* [Текст для чтения]

>>>

В отличие от Г. И. Петрова, Г. Н. Амфитеатров к признаку
метода регулирования вовсе не обращается и включает в гражданское право все
имущественные отношения, опосредствующие процесс воспроизводства[229]. Но концепция такого рода
находится в явном противоречии с действительностью, ибо процесс воспроизводства
соприкасается с имущественными отношениями самого различного характера, которые
одними лишь гражданскими правоотношениями далеко не исчерпываются. Если же
считать гражданскими любые имущественные правоотношения, каким бы ни был их
структурный тип, то тогда не совпадающие по методу регулирования юридические
нормы оказались бы отнесенными к одной и той же отрасли права. А это уже
означало бы не квалификацию метода регулирования как вторичного признака, а
полное его исключение из числа признаков гражданского права вопреки тому, что
речь все же идет о системе права, а не о системе регулируемых им общественных
отношений.

<<<

Данные для указания точек на изображениях
>>>

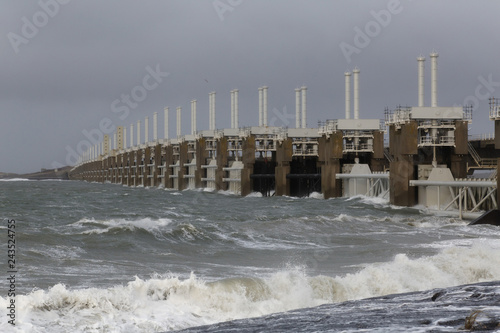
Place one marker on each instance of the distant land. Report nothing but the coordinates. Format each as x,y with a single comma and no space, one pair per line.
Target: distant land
61,173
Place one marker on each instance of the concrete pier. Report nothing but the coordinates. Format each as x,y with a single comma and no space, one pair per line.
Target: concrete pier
341,157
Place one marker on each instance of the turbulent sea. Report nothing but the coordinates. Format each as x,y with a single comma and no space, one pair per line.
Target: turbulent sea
109,258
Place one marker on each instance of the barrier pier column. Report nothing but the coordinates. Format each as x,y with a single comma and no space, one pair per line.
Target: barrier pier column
248,159
284,151
403,146
330,153
221,163
201,159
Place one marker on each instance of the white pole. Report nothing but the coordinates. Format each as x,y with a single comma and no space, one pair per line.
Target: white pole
124,137
434,56
356,92
155,127
178,121
347,95
165,123
421,60
260,107
304,109
131,135
213,111
138,132
297,108
193,115
236,110
264,111
232,108
210,111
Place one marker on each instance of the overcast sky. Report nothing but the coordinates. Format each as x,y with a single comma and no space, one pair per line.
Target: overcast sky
66,65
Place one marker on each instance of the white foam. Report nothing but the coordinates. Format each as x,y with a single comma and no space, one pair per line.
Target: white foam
316,195
166,303
255,195
15,180
148,224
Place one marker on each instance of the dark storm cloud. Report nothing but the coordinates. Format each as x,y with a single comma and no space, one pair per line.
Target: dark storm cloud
64,78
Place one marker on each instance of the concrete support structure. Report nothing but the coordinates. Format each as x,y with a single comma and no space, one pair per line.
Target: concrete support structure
201,159
284,152
222,159
403,146
155,127
330,154
248,159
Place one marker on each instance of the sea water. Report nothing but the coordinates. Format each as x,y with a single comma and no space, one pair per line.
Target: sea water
109,258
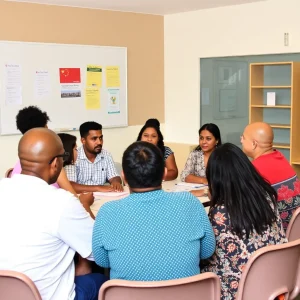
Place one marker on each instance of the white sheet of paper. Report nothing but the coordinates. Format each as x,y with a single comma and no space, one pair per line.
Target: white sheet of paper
271,98
13,95
13,84
113,99
42,85
109,194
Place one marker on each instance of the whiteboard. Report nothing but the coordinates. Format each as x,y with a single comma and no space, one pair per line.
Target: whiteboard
66,113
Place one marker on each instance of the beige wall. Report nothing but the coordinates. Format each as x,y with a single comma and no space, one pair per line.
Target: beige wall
143,35
255,28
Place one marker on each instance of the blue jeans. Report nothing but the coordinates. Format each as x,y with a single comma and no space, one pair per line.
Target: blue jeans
87,286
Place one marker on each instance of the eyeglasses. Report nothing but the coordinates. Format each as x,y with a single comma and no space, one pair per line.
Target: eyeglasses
64,156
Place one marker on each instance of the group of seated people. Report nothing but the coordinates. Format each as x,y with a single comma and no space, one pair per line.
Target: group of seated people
150,234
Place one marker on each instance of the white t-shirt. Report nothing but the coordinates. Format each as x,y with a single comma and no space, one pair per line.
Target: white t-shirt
41,228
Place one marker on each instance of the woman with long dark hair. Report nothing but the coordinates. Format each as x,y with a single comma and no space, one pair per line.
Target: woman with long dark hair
151,133
209,139
243,214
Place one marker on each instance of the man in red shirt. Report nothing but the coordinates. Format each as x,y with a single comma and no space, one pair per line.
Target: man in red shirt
257,142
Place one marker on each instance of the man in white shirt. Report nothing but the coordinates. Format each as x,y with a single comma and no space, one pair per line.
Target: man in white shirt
42,227
94,165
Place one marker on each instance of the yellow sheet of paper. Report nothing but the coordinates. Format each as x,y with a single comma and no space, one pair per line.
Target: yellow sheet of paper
92,98
113,76
94,76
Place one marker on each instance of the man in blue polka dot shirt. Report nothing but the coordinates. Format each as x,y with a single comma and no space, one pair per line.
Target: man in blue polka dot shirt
151,234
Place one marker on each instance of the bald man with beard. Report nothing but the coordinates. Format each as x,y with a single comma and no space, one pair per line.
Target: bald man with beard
257,142
41,227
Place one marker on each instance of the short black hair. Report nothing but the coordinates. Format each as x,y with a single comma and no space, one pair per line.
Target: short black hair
153,123
31,117
69,142
233,181
87,126
143,165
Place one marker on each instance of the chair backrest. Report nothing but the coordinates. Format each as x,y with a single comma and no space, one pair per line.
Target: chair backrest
293,230
15,285
8,173
203,286
270,272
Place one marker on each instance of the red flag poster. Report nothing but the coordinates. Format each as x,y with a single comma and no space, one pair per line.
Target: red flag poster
69,75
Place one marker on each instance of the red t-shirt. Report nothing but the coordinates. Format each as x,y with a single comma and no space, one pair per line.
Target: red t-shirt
274,167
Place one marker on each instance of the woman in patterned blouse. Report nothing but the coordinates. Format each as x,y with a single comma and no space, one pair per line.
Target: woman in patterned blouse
243,214
209,139
151,133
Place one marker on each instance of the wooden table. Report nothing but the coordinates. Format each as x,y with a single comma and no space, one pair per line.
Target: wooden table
167,186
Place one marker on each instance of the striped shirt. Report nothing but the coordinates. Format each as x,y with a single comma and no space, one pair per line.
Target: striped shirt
97,172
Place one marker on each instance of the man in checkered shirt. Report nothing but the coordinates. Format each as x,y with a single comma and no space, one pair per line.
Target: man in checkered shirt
94,166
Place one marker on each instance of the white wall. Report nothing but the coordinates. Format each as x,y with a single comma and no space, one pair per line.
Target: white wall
115,141
249,29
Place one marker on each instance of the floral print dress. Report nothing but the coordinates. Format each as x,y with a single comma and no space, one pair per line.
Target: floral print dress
232,252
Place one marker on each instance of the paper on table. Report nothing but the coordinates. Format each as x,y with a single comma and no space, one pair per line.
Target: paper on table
192,185
13,84
110,194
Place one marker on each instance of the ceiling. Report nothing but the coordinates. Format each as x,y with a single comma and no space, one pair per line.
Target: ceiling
157,7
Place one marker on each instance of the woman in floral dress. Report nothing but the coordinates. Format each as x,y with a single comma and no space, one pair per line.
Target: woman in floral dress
243,214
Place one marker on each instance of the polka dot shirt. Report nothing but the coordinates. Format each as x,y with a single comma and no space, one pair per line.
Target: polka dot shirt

<<<

* [Ваши задания]
1) Выпишите из фрагмента о гражданском праве все словосочетания из слова «имущественный» в любой форме и следующего за ним существительного, сохраняя их форму в тексте.
2) Продолжите фрагмент о методе регулирования в гражданском праве, начиная сразу после его последнего предложения.

* [Ожидаемые результаты]
1) имущественные отношения; имущественными отношениями; имущественные правоотношения

2)
По сфере имущественных отношений определял гражданское право
и Д. М. Генкин, используя при этом в качестве их отличительного признака
критерий оборота: гражданское право регулирует имущественные отношения; однако
те имущественные отношения, которые не связаны с оборотом, составляют предмет
административного права[230]. Но дело
в том, что понятие оборота само нуждается в определении. Если под оборотом
понимать любое передвижение имущества, то с ним связано как гражданское, так и
административное право. Если же оборот - это не что иное, как сфера обращения,
то ею гражданское право отнюдь не замыкается. И поэтому, когда С. Ф. Кечекьян
определял административное право как регулирующее сферу обращения[231], то он упускал из виду, что,
например, гражданско-правовые нормы о праве собственности также имеют дело со
сферой производства, а планово-административные акты зачастую служат
необходимыми юридическими предпосылками перемещения имущества в сфере
обращения.
Опубликованная в 1946 г. статья С. Ф. Кечекьяна фактически
завершила первую дискуссию о системе советского права. Но выводы, сформулированные
в ходе дискуссии для гражданского права, нельзя было признать вполне
удовлетворительными. Об этом свидетельствует самое определение гражданского
права, введенное в учебный обиход. Оно гласило: <Советское социалистическое
гражданское право является отраслью единого советского социалистического права
и представляет собой систему норм, определяющих правовое положение организаций
и граждан как участников имущественных отношений советского общества, норм, регулирующих
эти отношения, а также связанные с ними личные права граждан на блага,
неотделимые от их личности>[232].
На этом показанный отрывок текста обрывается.